Texte de lecture >>
* * *
Motion contre la LPPR votée par le conseil d'administration
le 26 juin 2020
En tant que membres du personnel administratif, enseignants, enseignants-chercheurs, précaires ou titulaires, des IEP, nous sommes inquiets de la LPPR telle qu'elle est préfigurée dans les travaux préparatoires qui ont été rendus publics. Le modèle qui se dessine remet en cause le service public de l'ESR, et notamment les libertés académiques et la collégialité, et aggrave la précarisation croissante des conditions de travail dans l’ESR. La priorité donnée à l'ANR accentue un peu plus encore la logique de recherche sur projets, qui nuit, comme chacun sait, à la qualité de la recherche produite et favorise la construction d'usines à gaz aux noms baroques. Le statut de maître de conférences, essentiel au bon fonctionnement de l'université, est à terme menacé par la mise en place des tenure tracks et autres recrutements précaires. La comparaison avec l'étranger montre combien les soi disant "modèles" qui s'y trouvent y font au contraire des ravages dont souffrent nos collègues allemands, suisses ou américains. En un mot, ce projet est une menace de mise sous tutelle et d'appauvrissement de l'université, les crédits annoncés étant insuffisants et concentrés sur l'ANR. En revanche, le Crédit Impôt Recherche, qui ne sert à rien, sinon à servir de subvention déguisée aux entreprises, est maintenu.
* * *
Consigne >> D'après la motion contre la LPPR, quel dispositif est maintenu alors qu'il est décrit comme une subvention déguisée aux entreprises ?

Extraits de jeux de données annotés par boîtes
* * *
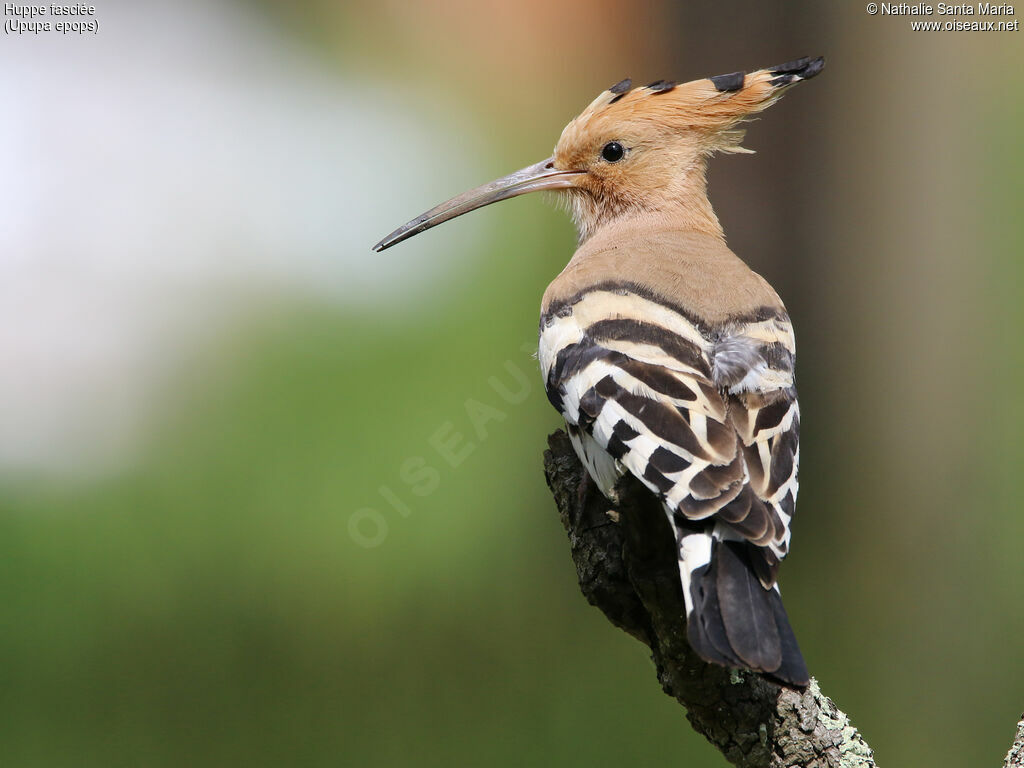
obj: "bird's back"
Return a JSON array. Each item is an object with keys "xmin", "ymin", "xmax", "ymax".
[
  {"xmin": 541, "ymin": 216, "xmax": 785, "ymax": 327},
  {"xmin": 540, "ymin": 218, "xmax": 806, "ymax": 683}
]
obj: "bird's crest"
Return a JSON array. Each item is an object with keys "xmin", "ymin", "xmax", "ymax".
[{"xmin": 559, "ymin": 56, "xmax": 824, "ymax": 159}]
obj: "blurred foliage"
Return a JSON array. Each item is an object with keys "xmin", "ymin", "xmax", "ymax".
[{"xmin": 0, "ymin": 3, "xmax": 1024, "ymax": 768}]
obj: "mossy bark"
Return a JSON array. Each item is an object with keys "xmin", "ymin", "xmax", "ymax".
[{"xmin": 544, "ymin": 431, "xmax": 876, "ymax": 768}]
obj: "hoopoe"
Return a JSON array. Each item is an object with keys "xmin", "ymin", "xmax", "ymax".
[{"xmin": 374, "ymin": 57, "xmax": 824, "ymax": 686}]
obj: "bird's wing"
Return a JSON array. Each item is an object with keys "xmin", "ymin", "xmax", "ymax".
[{"xmin": 540, "ymin": 287, "xmax": 800, "ymax": 587}]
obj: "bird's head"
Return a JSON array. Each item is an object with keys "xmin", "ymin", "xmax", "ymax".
[{"xmin": 374, "ymin": 56, "xmax": 824, "ymax": 256}]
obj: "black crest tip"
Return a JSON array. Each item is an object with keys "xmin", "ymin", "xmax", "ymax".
[
  {"xmin": 608, "ymin": 78, "xmax": 633, "ymax": 96},
  {"xmin": 769, "ymin": 56, "xmax": 825, "ymax": 86},
  {"xmin": 646, "ymin": 80, "xmax": 676, "ymax": 93}
]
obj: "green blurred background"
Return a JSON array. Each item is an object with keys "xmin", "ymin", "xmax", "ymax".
[{"xmin": 0, "ymin": 0, "xmax": 1024, "ymax": 768}]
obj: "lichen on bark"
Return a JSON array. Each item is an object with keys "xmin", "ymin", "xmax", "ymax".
[{"xmin": 544, "ymin": 430, "xmax": 876, "ymax": 768}]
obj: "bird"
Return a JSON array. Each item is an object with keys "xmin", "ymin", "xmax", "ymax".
[{"xmin": 374, "ymin": 56, "xmax": 824, "ymax": 687}]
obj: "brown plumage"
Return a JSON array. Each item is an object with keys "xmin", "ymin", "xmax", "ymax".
[{"xmin": 375, "ymin": 58, "xmax": 823, "ymax": 686}]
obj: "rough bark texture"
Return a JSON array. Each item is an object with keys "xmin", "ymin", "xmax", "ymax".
[
  {"xmin": 1002, "ymin": 715, "xmax": 1024, "ymax": 768},
  {"xmin": 544, "ymin": 431, "xmax": 876, "ymax": 768}
]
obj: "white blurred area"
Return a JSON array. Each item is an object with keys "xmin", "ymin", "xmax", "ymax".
[{"xmin": 0, "ymin": 0, "xmax": 485, "ymax": 476}]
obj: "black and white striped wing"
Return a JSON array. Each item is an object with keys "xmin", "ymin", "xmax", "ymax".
[{"xmin": 540, "ymin": 287, "xmax": 806, "ymax": 677}]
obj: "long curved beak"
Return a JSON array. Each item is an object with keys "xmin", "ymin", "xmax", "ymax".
[{"xmin": 374, "ymin": 158, "xmax": 582, "ymax": 253}]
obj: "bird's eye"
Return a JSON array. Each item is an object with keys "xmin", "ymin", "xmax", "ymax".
[{"xmin": 601, "ymin": 141, "xmax": 626, "ymax": 163}]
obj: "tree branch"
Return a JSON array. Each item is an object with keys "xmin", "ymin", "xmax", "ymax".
[
  {"xmin": 1002, "ymin": 715, "xmax": 1024, "ymax": 768},
  {"xmin": 544, "ymin": 430, "xmax": 876, "ymax": 768}
]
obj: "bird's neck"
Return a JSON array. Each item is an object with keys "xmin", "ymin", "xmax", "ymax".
[{"xmin": 573, "ymin": 173, "xmax": 725, "ymax": 245}]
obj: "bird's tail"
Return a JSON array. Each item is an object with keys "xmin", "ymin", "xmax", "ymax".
[{"xmin": 680, "ymin": 529, "xmax": 809, "ymax": 686}]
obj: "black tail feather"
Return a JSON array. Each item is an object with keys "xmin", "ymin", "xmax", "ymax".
* * *
Réponse >> Le Crédit Impôt Recherche.